SUPPLIED MATERIAL:
#####
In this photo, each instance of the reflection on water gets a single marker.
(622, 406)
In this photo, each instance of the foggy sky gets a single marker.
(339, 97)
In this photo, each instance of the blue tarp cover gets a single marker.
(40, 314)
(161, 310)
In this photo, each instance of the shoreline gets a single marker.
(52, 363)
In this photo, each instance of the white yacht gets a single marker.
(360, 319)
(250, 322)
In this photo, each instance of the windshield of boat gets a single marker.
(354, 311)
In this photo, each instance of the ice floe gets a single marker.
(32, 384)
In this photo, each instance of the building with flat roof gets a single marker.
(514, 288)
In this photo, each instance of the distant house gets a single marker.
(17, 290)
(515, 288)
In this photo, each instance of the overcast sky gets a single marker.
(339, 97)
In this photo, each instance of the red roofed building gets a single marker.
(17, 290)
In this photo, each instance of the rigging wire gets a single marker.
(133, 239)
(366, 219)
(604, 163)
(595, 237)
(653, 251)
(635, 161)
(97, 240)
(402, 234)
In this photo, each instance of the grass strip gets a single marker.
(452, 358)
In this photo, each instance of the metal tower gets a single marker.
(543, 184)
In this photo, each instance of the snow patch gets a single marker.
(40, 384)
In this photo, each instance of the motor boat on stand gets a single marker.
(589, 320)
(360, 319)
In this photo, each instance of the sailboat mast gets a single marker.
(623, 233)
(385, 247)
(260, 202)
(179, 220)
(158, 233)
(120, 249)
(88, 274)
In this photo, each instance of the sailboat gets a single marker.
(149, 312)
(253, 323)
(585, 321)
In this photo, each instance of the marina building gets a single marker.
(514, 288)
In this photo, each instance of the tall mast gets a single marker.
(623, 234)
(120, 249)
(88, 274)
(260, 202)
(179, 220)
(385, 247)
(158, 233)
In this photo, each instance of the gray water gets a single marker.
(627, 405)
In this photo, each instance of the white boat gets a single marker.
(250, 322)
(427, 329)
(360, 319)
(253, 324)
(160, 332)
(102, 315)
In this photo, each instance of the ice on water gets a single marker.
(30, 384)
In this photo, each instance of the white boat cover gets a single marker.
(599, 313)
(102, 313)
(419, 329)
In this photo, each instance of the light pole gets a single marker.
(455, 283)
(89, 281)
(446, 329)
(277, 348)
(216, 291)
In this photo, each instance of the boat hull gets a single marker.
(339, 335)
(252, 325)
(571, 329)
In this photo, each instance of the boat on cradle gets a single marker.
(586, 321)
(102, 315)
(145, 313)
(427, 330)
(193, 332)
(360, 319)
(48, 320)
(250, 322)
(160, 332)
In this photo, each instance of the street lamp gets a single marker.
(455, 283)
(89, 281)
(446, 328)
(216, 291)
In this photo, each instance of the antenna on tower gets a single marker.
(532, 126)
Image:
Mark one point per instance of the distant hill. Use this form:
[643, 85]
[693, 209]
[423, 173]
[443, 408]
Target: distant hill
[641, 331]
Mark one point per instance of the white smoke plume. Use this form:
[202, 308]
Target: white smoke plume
#####
PROBLEM: Extract all lines as given.

FULL RESPONSE:
In this photo, each instance of the reflection on water gets a single marker.
(622, 406)
In this photo, each instance of the foggy sky gets a single marker.
(339, 97)
In this photo, each instance of the blue tarp cover gets a single marker.
(40, 314)
(161, 310)
In this photo, each instance of the shoreline gets a single marker.
(52, 363)
In this photo, each instance of the white yacht gets a single marker.
(360, 319)
(250, 322)
In this photo, each instance of the windshield of boat gets a single marker.
(354, 311)
In this photo, each instance of the ice floe gets a single marker.
(32, 384)
In this photo, each instance of the building with flat roof gets a single marker.
(514, 288)
In this photo, each instance of the distant house gets a single marker.
(17, 290)
(515, 288)
In this photo, each instance of the overcast sky gets a single marker.
(339, 97)
In this photo, each instance of the red roofed building gets a single marker.
(17, 290)
In this photo, each instance of the rigging wire gets a single marker.
(133, 239)
(366, 219)
(604, 163)
(595, 237)
(653, 251)
(635, 161)
(97, 240)
(402, 234)
In this photo, each instance of the grass strip gets a single marker.
(452, 358)
In this photo, each instance of the metal tower gets a single marker.
(543, 184)
In this photo, each instance of the snow patch gets a single marker.
(40, 384)
In this photo, each instance of the motor boat on stand gets a single marker.
(589, 320)
(360, 319)
In this photo, each instance of the sailboat mast gets a single marker.
(623, 233)
(385, 247)
(260, 202)
(179, 220)
(158, 233)
(120, 249)
(88, 274)
In this photo, each instance of the sailboat gets a single marker.
(149, 312)
(253, 323)
(585, 321)
In this photo, each instance of the marina building gets a single marker.
(514, 288)
In this photo, each instance of the tall mast gets a single marker.
(623, 234)
(120, 249)
(88, 274)
(260, 202)
(179, 220)
(385, 247)
(158, 233)
In this photo, each instance of the gray water gets a single marker.
(627, 405)
In this photo, each instance of the white boat gets a single marker.
(250, 322)
(427, 329)
(360, 319)
(253, 324)
(160, 332)
(102, 315)
In this photo, each instance of the ice on water gets a single marker.
(30, 384)
In this photo, each instance of the white boat cover gets a single marker.
(599, 313)
(102, 313)
(419, 329)
In this photo, each instance of the light pole gets a single marker.
(455, 283)
(89, 281)
(446, 329)
(277, 348)
(216, 291)
In this photo, each instance of the boat hull gets a single marker.
(339, 335)
(252, 325)
(571, 329)
In this photo, each instance of the boat on cradle gets a single marker.
(586, 321)
(102, 315)
(145, 313)
(427, 330)
(193, 332)
(360, 319)
(48, 320)
(250, 322)
(160, 332)
In this photo, each instance of the street lamp gets a single marker.
(455, 283)
(89, 281)
(446, 328)
(216, 291)
In this photo, each instance of the antenna on tower gets a single marker.
(532, 126)
Image:
Mark one point per instance of the distant hill. Use this form:
[643, 85]
[693, 209]
[423, 173]
[443, 408]
Target: distant hill
[641, 331]
Mark one point per instance of the white smoke plume. Use this form:
[202, 308]
Target: white smoke plume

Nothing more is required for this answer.